Medical Officials hold first Mass Casualty Conference
By Cpl. Vanessa Jimenez
| | February 18, 2013
NAKHON RATCHASIMA, Kingdom of Thailand --
Medical personnel from local Thai hospitals and military medical professionals from the Royal Thai Air Force and the U.S. Navy participated in a mass casualty plan conference Feb. 16 at Wing One Royal Thai Air Force Base, Nakhon Ratchasima, Kingdom of Thailand, during exercise Cobra Gold 2013.
The conference allowed subject matter experts to exchange best practices and enhance collective efforts to improve planning, processes and communication for mass casualty events between hospitals.
“We were given the opportunity to hold a conference about preparation for mass casualties between hospitals around Korat and Bangkok, and it has been a good opportunity to exchange information about disaster preparation to better prepare for the future,” said RTAF Wing Cmdr. Oranut Chulajata, Wing One hospital director. “We also had the opportunity to see some U.S. aircraft and their patient transportation abilities.”
In addition to the conference, participants were introduced to an MV-22B Osprey and a K-C130J Hercules static display. Information on the transport of casualty abilities for both aircraft were presented during the static display, and participants were able to learn about the physical characteristics and the other capabilities of the aircraft.
“We’re demonstrating the different variations of set up between having passengers, beds or cargo, and they’re also are showing—if they maxed it out—what kind of capacity the aircraft has,” said U.S. Navy Lt. Allen Chang, the flight surgeon with Marine Aerial Refueler Transport Squadron 152. “We’re also demonstrating if there were hospital staff, where they would be working and how it would be laid out.”
The conference addressed emergency medical service requirements and planning for disasters such as flooding, tsunamis, and earthquakes and also opened the floor to questions between participating personnel about each hospital’s mass casualty plan.
“We’re demonstrating the U.S.’ ability to respond to national-level disasters in addition to our ability to respond to local mass casualty events,” said U.S. Marine Lt. Cmdr. Jennifer Derby, the group surgeon with Marine Aircraft Group 36, 1st Marine Aircraft Wing, III Marine Expeditionary Force. “Really what’s more important to us is facilitating communications between the nations’ hospital systems. They have state systems, a military system and a private system so bringing them all together is an incredible thing.”
The conference was collaboratively planned by RTAF, the U.S. military, and local hospitals to enhance regional relationships and open the lines of communication to help share more information.
“Cobra Gold comes to Korat every year, and while we don’t have to share medical experience or information, I think it’s important that we do,” said Chulajata. “This is the first time we’ve done this, and we plan to have this activity every year. This has been a great experience.”
In its 32nd iteration, exercise Cobra Gold is designed to advance regional security and ensure effective response to regional crises by exercising a robust multinational force from nations sharing common goals and security commitments in the Asia-Pacific region.

..........

▸ **Exercise description**:
According to the article on the mass casualty conference, which two aircraft were shown to participants in a static display?

(Dataset entries)
..........

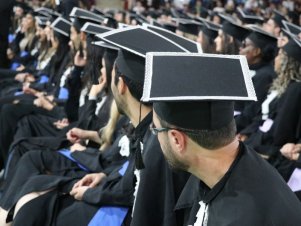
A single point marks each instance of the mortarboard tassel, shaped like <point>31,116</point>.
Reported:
<point>138,156</point>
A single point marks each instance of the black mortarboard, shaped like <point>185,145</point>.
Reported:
<point>105,45</point>
<point>26,8</point>
<point>42,21</point>
<point>235,30</point>
<point>249,19</point>
<point>292,28</point>
<point>191,46</point>
<point>189,26</point>
<point>131,57</point>
<point>61,26</point>
<point>109,21</point>
<point>46,12</point>
<point>196,91</point>
<point>261,38</point>
<point>210,29</point>
<point>293,48</point>
<point>98,11</point>
<point>170,26</point>
<point>81,16</point>
<point>278,18</point>
<point>133,39</point>
<point>94,29</point>
<point>288,34</point>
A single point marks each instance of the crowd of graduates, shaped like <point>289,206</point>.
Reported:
<point>76,138</point>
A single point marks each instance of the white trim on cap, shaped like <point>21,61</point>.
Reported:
<point>105,45</point>
<point>96,17</point>
<point>88,24</point>
<point>246,16</point>
<point>287,24</point>
<point>149,73</point>
<point>57,20</point>
<point>104,35</point>
<point>198,46</point>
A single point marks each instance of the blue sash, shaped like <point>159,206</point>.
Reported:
<point>111,215</point>
<point>64,93</point>
<point>43,79</point>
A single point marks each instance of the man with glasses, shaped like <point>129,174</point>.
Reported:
<point>193,119</point>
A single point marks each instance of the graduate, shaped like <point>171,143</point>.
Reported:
<point>230,183</point>
<point>260,49</point>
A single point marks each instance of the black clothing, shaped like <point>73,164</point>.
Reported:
<point>262,80</point>
<point>250,193</point>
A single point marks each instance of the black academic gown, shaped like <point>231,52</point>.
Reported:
<point>250,193</point>
<point>159,188</point>
<point>262,80</point>
<point>285,112</point>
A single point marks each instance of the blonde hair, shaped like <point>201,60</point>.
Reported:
<point>290,69</point>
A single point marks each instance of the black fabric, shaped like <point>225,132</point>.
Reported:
<point>251,184</point>
<point>262,80</point>
<point>293,49</point>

..........

▸ **Task result**:
Participants were shown an MV-22B Osprey and a K-C130J Hercules.